Provided records
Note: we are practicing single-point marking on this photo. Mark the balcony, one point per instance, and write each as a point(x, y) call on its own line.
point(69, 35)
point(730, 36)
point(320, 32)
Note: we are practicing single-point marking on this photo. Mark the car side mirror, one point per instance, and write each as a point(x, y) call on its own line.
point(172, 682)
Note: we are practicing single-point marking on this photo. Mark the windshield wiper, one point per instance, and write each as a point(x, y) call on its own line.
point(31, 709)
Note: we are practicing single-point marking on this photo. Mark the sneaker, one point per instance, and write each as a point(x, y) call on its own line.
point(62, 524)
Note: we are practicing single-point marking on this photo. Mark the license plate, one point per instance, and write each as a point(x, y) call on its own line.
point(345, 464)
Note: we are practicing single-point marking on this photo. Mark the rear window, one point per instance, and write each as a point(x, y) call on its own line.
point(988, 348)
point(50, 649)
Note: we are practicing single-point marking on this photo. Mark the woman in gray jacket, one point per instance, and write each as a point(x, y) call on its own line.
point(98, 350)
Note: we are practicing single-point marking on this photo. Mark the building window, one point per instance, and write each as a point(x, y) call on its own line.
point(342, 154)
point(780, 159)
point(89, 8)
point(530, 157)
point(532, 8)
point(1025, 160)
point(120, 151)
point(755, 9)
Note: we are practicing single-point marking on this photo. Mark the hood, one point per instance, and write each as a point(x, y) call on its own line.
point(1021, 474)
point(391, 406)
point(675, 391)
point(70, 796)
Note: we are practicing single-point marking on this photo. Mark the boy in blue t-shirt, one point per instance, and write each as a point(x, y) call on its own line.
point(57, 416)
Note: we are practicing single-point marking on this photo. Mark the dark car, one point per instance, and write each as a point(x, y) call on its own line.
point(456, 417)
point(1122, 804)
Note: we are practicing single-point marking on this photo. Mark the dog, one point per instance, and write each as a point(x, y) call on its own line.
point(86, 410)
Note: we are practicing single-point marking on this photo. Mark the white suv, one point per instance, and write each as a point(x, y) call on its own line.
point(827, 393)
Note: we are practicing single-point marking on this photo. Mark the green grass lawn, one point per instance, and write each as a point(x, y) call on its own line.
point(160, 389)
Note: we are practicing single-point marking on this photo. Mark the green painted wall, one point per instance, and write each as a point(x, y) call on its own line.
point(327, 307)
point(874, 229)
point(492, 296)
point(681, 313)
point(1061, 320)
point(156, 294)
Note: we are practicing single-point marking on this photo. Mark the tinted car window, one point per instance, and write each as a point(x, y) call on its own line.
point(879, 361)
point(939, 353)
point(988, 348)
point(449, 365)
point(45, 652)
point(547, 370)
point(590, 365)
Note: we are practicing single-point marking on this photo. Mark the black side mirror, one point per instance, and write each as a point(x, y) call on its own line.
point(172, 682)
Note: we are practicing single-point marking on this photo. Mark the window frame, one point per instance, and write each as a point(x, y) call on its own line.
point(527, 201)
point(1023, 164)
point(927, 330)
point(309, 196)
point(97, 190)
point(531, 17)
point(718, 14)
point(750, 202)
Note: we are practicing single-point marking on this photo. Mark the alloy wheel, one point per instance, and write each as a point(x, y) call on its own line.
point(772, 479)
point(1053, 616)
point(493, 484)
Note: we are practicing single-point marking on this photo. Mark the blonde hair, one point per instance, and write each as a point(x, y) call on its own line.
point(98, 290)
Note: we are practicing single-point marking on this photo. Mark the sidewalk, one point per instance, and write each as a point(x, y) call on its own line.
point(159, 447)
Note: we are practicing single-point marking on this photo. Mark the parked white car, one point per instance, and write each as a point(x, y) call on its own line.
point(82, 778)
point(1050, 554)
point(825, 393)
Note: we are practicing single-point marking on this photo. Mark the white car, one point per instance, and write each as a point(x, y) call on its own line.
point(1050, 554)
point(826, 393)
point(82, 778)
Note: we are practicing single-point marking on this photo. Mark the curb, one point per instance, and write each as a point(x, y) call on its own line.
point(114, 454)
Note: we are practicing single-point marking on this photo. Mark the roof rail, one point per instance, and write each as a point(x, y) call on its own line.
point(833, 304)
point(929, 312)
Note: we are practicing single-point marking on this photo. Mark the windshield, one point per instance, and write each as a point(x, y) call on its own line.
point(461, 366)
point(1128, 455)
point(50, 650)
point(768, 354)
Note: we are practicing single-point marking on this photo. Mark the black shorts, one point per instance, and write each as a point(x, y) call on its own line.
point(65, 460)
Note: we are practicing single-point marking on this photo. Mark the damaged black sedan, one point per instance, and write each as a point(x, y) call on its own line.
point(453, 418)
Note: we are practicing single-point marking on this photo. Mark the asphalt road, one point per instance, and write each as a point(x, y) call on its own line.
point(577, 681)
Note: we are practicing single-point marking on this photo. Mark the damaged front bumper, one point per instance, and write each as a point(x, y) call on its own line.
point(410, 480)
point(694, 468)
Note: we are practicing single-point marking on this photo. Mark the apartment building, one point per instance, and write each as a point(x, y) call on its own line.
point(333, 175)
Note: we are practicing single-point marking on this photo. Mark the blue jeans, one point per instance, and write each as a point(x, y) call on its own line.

Problem details
Make an exact copy of every entry.

Final result
Note: we are practicing single-point marking on this photo. Mark the balcony, one point per instance, and write each as a point(x, y) call on its own line.
point(69, 35)
point(730, 36)
point(320, 32)
Note: we are practicing single-point marking on this photo. Mark the car side mirror, one point per instance, and write each as a point(x, y) call on its own line.
point(172, 682)
Note: we are practicing single-point marking on this photo. Mark the windshield wiper, one point per instance, and write each as a point(x, y) call on its own line.
point(31, 709)
Note: we are practicing single-point marking on this photo. Mark the sneaker, one point per instance, and write each as a point(x, y) call on its own line.
point(62, 524)
Note: we are practicing single-point marking on this photo. Mark the license plate, one point per instance, and write each as a point(x, y) call on its own line.
point(345, 464)
Note: we are practicing single-point marking on this photo. Mark the rear window, one point per instance, and write each as a point(x, y) call on its own line.
point(988, 348)
point(50, 649)
Note: we are practicing single-point marking on this photo. Mark the woman in gray jacket, one point per instance, and write each as a point(x, y) call on its own line.
point(98, 350)
Note: we are practicing single-point marking on this photo. Mark the building window, one point per instance, and write each as a point(x, y) call on its own line.
point(342, 154)
point(780, 159)
point(89, 8)
point(530, 157)
point(532, 8)
point(1025, 160)
point(120, 151)
point(755, 9)
Note: we are practicing single-point marking on this photo. Mark the hood, one point per instance, and write each as a point(x, y) call on its own line.
point(1021, 474)
point(391, 406)
point(675, 391)
point(70, 796)
Note: we are practicing single-point marking on this photo. Mark the boy in blue t-shirt, one point per instance, and write each as a point(x, y) call on its own line.
point(57, 416)
Note: we are practicing single-point marking on this photo. Mark the dark car, one point per instance, and write each as a point(x, y) call on its own line.
point(456, 417)
point(1122, 804)
Note: we are practicing single-point marking on this photo. Mark the dog, one point per instance, and write each as a point(x, y) call on its own line.
point(86, 410)
Note: we are practicing single-point marking on this photo. Mark the white suv, one point per instance, and write each as a point(x, y) call on its own line.
point(827, 393)
Note: we are practicing single-point marking on this photo. Mark the green grass lawn, one point per instance, and write each as a point(x, y) call on its own line.
point(160, 389)
Note: we are practicing single-point marking on this photo. Mark the green painted wall, one point per instance, and write each as a point(x, y) call on its own line.
point(327, 307)
point(874, 229)
point(492, 296)
point(681, 313)
point(1061, 320)
point(156, 294)
Note: we are practicing single-point marking on this photo. Mark the tinted car window, one point per instance, and write each as a point(x, y) call on its own line.
point(879, 361)
point(939, 353)
point(988, 348)
point(449, 365)
point(45, 652)
point(547, 370)
point(590, 365)
Note: we are practicing single-point marking on this photo. Mark the black side mirror, one point per instance, and write each as a point(x, y) call on its own line.
point(172, 682)
Note: we are practicing single-point marking on this photo. Mark the window frame, one point per instance, and write each as a point(x, y) call on its own line.
point(527, 201)
point(1023, 164)
point(927, 330)
point(309, 196)
point(97, 190)
point(531, 17)
point(718, 14)
point(750, 202)
Note: we are practicing single-point marking on this photo. Mark the alloy wheel, one point per instance, and write each as a point(x, y) call on its own line.
point(772, 479)
point(1053, 616)
point(493, 484)
Note: we are practicing single-point marking on this photo. Mark the blonde hair, one point per instance, and write each as a point(x, y) call on its own line.
point(98, 290)
Note: we are practicing single-point marking on this photo. Mark the sidewalk, one point per instance, and write each as a point(x, y) call on its own line.
point(159, 447)
Note: we are practicing single-point marking on this photo. Mark the parked white car, one point per instance, and write each as a point(x, y) call on its own line.
point(82, 778)
point(1050, 554)
point(825, 393)
Note: we are practicing single-point marking on this photo. Mark the white car, one point per instance, and write each as a point(x, y) call on its own line.
point(1050, 554)
point(826, 393)
point(82, 778)
Note: we are practicing single-point marking on this photo. Mark the curb, one point per instance, and write each as a point(x, y) call on its own line.
point(114, 454)
Note: we are practicing single-point marking on this photo. Mark the roof rail, one point per instance, and write each as a point(x, y) call on its own line.
point(833, 304)
point(929, 312)
Note: we are practicing single-point marking on this photo. Mark the windshield, one point per instance, and write each as a point(x, y) call on its own line.
point(461, 366)
point(1128, 455)
point(50, 650)
point(768, 354)
Note: we are practicing single-point marking on this photo. Mark the black shorts, one point per instance, and write each as a point(x, y) call on its own line.
point(65, 460)
Note: we are practicing single-point marking on this photo. Mark the damaged black sedan, one point per instance, and write each as a point(x, y) call on its own line.
point(453, 418)
Note: we are practicing single-point marking on this photo. Mark the asphalt road, one point per instance, and write each as a point(x, y) call on its own line.
point(577, 681)
Note: we are practicing single-point marking on this photo. Mark the damaged front bumper, one point per instance, and write each as a point(x, y) call on its own line.
point(410, 480)
point(694, 468)
Note: we are practicing single-point marking on this photo. Mark the apartment building, one point per instance, and write each as a point(x, y) call on its own line.
point(333, 175)
Note: we are practicing single-point marking on this photo. Mark the blue jeans, one point per instance, and write each as a point(x, y) call on its own line.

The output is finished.